┌─ Text provided
TWU partners with TAO Connect

Online mental health and wellness support services

Sept. 23, 2021 — DENTON — In an effort to bring students better access to mental health and wellness support options, Texas Woman’s is working with TAO Connect to bring a new online program to campus. 

TAO Connect provides online educational modules, practical exercises, journals and more. The program also has an app that allows students to access the materials from their phones.

TAO Connect is free for all TWU students and just requires a simple sign up using a TWU email. Whether someone is seeking self-help resources or currently or previously working with a therapist, TAO offers short modules and mini-courses based on each person’s specific needs to help them become more emotionally resilient and to cope more effectively.

A TAO Connect spokesperson said TAO Connect was created to be suited to college students and is completely self-paced, self-guided and personalized with a platform that is both educational and skills-based. The online platform aims to provide support for issues like stress reduction, anxiety management, family issues, depression, substance use, life transitions and relationships. 

Dr. Stephanie Brown, AVP of Student Enrichment, Health and Support at TWU said that the university decided to make the investment in the program because they recognized that while the pandemic has negatively impacted the mental health of many people, research suggests that it has taken a particular toll on college students.

“TAO Connect provides an additional layer of support to help students navigate the gradual and sometimes frustrating transition back to in-person life,” said Brown. “We are also striving to offer different levels of support that are appropriate for different types of emotional needs, not all of which require or are even best suited to be addressed by traditional, individual psychotherapy.”
└─
┌─ Given data
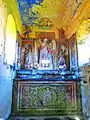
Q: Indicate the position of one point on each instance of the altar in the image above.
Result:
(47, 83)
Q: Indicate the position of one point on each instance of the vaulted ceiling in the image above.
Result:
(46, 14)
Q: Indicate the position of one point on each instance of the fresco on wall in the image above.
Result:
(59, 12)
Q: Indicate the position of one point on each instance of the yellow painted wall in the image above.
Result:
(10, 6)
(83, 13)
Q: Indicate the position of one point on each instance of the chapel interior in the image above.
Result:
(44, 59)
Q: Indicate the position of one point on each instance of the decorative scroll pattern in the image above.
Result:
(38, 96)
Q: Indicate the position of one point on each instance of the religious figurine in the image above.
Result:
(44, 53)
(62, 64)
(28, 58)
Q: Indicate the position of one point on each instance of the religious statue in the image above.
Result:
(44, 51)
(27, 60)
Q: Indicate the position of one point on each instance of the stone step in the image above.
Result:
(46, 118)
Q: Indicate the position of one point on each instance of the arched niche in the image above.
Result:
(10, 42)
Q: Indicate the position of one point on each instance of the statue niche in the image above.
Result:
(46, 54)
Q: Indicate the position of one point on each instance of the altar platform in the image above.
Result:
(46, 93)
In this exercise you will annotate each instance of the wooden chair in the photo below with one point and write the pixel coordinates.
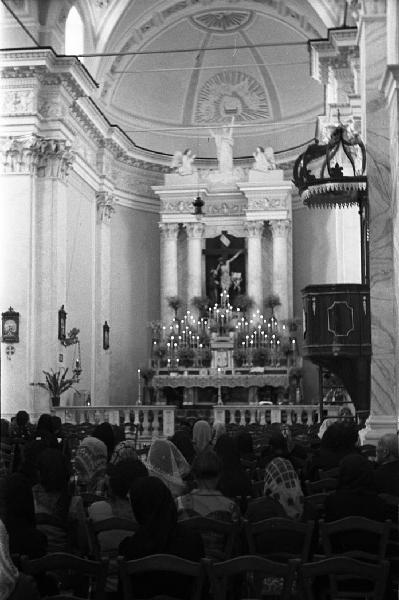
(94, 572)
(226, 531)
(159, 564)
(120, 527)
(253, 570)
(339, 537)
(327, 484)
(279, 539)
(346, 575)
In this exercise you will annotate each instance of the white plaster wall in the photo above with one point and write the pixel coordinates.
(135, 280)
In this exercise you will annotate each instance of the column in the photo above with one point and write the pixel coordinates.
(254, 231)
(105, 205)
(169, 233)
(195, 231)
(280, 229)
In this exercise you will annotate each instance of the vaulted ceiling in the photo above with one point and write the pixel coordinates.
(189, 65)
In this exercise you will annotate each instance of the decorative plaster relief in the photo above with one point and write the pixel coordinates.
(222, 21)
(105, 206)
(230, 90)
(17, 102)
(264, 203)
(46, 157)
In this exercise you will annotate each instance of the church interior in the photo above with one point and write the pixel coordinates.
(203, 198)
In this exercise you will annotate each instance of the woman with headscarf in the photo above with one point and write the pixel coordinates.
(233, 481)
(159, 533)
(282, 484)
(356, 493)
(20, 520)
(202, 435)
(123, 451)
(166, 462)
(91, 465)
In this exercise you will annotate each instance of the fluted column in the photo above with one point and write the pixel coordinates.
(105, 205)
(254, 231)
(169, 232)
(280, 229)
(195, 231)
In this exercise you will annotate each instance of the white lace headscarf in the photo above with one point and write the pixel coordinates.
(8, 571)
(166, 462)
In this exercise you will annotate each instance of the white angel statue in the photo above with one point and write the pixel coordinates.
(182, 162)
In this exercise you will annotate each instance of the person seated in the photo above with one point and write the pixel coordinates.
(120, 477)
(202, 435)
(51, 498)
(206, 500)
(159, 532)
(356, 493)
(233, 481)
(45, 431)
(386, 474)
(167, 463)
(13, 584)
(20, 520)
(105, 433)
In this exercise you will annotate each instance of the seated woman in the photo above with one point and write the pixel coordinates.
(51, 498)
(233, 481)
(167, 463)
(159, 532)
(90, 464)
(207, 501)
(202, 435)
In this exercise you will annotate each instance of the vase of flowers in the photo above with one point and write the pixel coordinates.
└─
┌─ Given data
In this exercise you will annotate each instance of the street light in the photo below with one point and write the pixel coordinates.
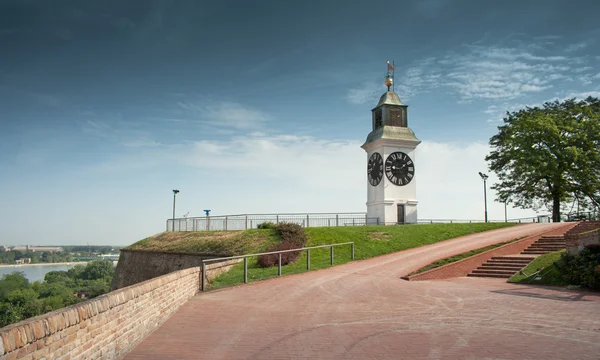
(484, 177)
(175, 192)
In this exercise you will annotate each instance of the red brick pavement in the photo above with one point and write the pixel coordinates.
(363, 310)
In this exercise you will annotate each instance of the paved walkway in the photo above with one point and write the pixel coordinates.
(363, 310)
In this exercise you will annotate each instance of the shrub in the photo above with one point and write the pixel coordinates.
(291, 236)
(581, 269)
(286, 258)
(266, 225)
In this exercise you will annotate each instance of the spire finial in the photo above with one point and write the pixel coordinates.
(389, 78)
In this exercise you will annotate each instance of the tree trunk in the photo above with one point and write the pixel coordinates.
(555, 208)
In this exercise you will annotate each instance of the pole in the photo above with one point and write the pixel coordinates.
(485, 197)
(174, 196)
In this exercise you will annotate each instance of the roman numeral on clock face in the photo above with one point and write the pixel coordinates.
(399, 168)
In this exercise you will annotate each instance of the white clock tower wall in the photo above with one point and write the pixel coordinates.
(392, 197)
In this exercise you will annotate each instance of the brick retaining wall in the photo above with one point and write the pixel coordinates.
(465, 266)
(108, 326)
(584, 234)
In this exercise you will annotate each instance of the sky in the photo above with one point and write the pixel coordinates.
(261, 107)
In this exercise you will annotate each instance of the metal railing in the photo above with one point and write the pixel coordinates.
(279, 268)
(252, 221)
└─
Copy out verbatim the part of the TAO Connect news article that begins with the words "Sept. 23, 2021" and ends with the words "cope more effectively.".

Sept. 23, 2021 — DENTON — In an effort to bring students better access to mental health and wellness support options, Texas Woman’s is working with TAO Connect to bring a new online program to campus. 

TAO Connect provides online educational modules, practical exercises, journals and more. The program also has an app that allows students to access the materials from their phones.

TAO Connect is free for all TWU students and just requires a simple sign up using a TWU email. Whether someone is seeking self-help resources or currently or previously working with a therapist, TAO offers short modules and mini-courses based on each person’s specific needs to help them become more emotionally resilient and to cope more effectively.